TASK REQUIREMENTS -
**a.** Write out the part of the CCD project text starting with "- Medical-CXR-VQA —" and going on through "Hugging Face Collections.".
**b.** Write the next part of the CCD project text, picking up right after its last sentence.

DOCUMENT TEXT -
CCD supports multiple medical imaging datasets commonly used in radiology research:
- MIMIC-CXR — Chest X-ray images with corresponding radiology reports.
- IU-Xray — Chest X-ray dataset with structured annotations.
- CheXpert Plus — Large-scale dataset for chest X-ray interpretation.
- Medical-CXR-VQA — A dataset for visual question answering in chest X-rays.
Note
To facilitate hands-on testing, we provide pre-processed test splits for MIMIC-CXR, IU-Xray, CheXpert Plus and Medical-CXR-VQA, available on Hugging Face Collections.
Warning
Carefully read the READMEs
; Please note that the image quality of these datasets has been compressed for efficient storage and sharing. Use the original datasets for evaluation.
For evaluating generated reports, we recommend using RadEval — a unified framework for radiology text evaluation that integrates multiple standard metrics. Details can be found in the GitHub repository.
You can install RadEval via pip:
pip install RadEval
Tip
RadEval supports metrics such as BLEU, ROUGE, BERTScore, CheXbert F1, and RadGraph F1, making it ideal for comprehensive evaluation of radiology report generation models.
If you find our paper and code useful in your research and applications, please cite using this BibTeX:
@misc{zhang2025ccdmitigatinghallucinationsradiology,
title={CCD: Mitigating Hallucinations in Radiology MLLMs via Clinical Contrastive Decoding},
author={Xi Zhang and Zaiqiao Meng and Jake Lever and Edmond S. L. Ho},
year={2025},
eprint={2509.23379},
archivePrefix={arXiv},
primaryClass={cs.CL},
url={https://arxiv.org/abs/2509.23379},
}
This project builds upon the following outstanding open-source works:
- Libra — A flexible toolkit supporting multiple radiology LLM backbones, covering the full pipeline from training to inference.
- TorchXRayVision — A library for chest X-ray datasets and models.
- MedSigLIP — Medical Signal–Language Image Pretraining.
- RadEval — A unified framework for radiology text evaluation.
We thank the authors for their valuable contributions to the medical AI community.
This project is licensed under the MIT License - see the LICENSE file for details.
CCD is designed to assist clinical practitioners, researchers, and medical trainees in generating and analysing chest X-ray reports, with a focus on temporal reasoning and context-aware description of radiological findings.

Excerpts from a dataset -
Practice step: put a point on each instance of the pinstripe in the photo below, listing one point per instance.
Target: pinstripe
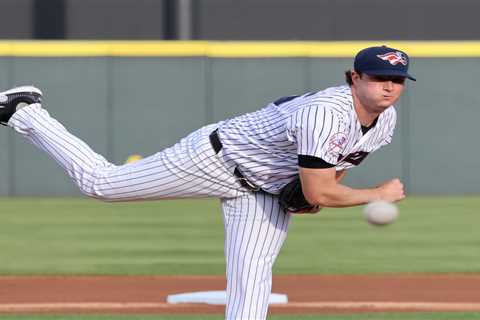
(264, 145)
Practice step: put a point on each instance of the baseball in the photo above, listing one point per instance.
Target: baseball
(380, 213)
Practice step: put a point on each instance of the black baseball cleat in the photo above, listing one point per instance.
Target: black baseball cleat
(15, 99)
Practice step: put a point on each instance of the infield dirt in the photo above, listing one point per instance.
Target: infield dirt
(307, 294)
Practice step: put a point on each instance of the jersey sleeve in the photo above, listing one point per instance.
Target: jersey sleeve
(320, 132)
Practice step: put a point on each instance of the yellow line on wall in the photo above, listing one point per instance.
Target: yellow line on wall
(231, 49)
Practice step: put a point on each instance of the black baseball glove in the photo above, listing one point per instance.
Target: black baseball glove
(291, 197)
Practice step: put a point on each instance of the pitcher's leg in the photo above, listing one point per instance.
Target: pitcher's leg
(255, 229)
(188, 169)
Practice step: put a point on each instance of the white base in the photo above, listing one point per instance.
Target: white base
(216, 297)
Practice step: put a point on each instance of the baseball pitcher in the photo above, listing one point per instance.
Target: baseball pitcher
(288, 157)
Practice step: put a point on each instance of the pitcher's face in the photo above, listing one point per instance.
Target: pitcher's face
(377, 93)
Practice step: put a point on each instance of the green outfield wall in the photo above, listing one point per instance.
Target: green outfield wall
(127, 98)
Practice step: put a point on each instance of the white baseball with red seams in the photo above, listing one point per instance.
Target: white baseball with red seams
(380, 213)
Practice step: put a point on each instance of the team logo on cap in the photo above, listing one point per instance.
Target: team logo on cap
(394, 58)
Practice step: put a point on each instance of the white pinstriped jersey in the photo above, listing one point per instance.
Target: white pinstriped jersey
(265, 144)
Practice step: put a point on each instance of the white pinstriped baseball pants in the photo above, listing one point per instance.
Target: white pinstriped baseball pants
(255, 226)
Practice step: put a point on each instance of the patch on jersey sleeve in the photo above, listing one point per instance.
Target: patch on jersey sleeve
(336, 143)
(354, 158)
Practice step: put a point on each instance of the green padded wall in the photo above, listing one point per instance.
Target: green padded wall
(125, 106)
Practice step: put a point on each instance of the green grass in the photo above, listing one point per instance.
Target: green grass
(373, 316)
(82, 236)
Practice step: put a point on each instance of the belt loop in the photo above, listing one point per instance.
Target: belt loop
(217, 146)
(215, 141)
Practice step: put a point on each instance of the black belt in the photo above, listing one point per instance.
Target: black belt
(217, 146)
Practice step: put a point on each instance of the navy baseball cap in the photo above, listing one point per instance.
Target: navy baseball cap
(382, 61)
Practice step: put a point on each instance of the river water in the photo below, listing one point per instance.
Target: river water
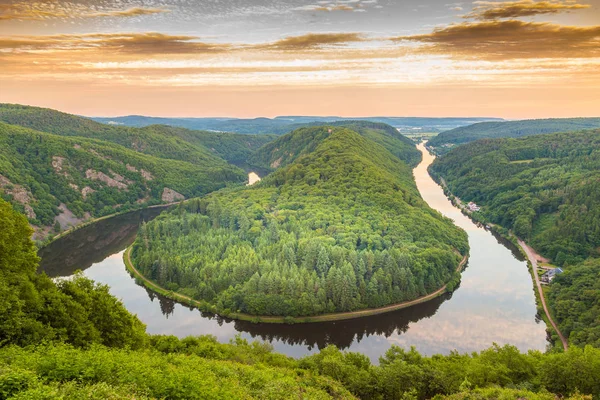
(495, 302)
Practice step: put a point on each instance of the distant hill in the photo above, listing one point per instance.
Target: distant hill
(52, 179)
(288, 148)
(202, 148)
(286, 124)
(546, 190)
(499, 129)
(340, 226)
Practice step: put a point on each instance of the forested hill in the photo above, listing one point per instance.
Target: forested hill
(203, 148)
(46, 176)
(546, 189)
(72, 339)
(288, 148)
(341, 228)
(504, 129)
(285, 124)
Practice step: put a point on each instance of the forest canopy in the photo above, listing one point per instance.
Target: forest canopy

RESULTS FOR EACH TASK -
**a.**
- Medical-CXR-VQA — A dataset for visual question answering in chest X-rays.
Note
To facilitate hands-on testing, we provide pre-processed test splits for MIMIC-CXR, IU-Xray, CheXpert Plus and Medical-CXR-VQA, available on Hugging Face Collections.

**b.**
- 🩺 Clinical Decision Support — Produces preliminary findings or comparative analyses that can aid radiologists in drafting and reviewing reports.
- 🎓 Educational Tool — Demonstrates example interpretations and temporal progressions for teaching radiology residents and students.
- 🔬 Research Utility — Enables investigation of automated report generation, visual-language alignment, and temporal feature learning in medical imaging.
Important
All outputs must be reviewed and validated by qualified radiologists or medical professionals before informing any clinical decision.
Limitations and Recommendations
- Data Bias — Performance may degrade on underrepresented populations or rare disease categories.
- Clinical Oversight — CCD is a supportive system, not a replacement for professional medical judgment.
- Temporal Sensitivity — Although TAC enhances temporal alignment, subtle or atypical longitudinal changes may remain unrecognised.
- Generalisation — Performance may vary on image types or clinical contexts not present in the training distribution.
Ethical Considerations
- Patient Privacy — All input data must be fully de-identified and compliant with HIPAA, GDPR, or equivalent local regulations.
- Responsible Deployment — CCD’s outputs may contain inaccuracies; users should interpret them with appropriate caution.
- Accountability — The responsibility for clinical verification and safe deployment lies with the end-user organisation or researcher.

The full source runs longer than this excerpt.